> **Your instructions**
Write out the items again, swapping "high-rise building" for "skyscraper" and leaving everything else as it is.

> **Data for the task**
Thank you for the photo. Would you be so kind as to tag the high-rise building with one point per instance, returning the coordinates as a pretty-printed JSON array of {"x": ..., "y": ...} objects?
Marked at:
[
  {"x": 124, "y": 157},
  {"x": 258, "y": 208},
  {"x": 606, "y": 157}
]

> **Task solution**
Thank you for the photo. Would you be so kind as to tag the skyscraper with one point per instance, returning the coordinates as a pretty-printed JSON array of {"x": ..., "y": ...} objects?
Marked at:
[
  {"x": 124, "y": 157},
  {"x": 258, "y": 208},
  {"x": 606, "y": 157}
]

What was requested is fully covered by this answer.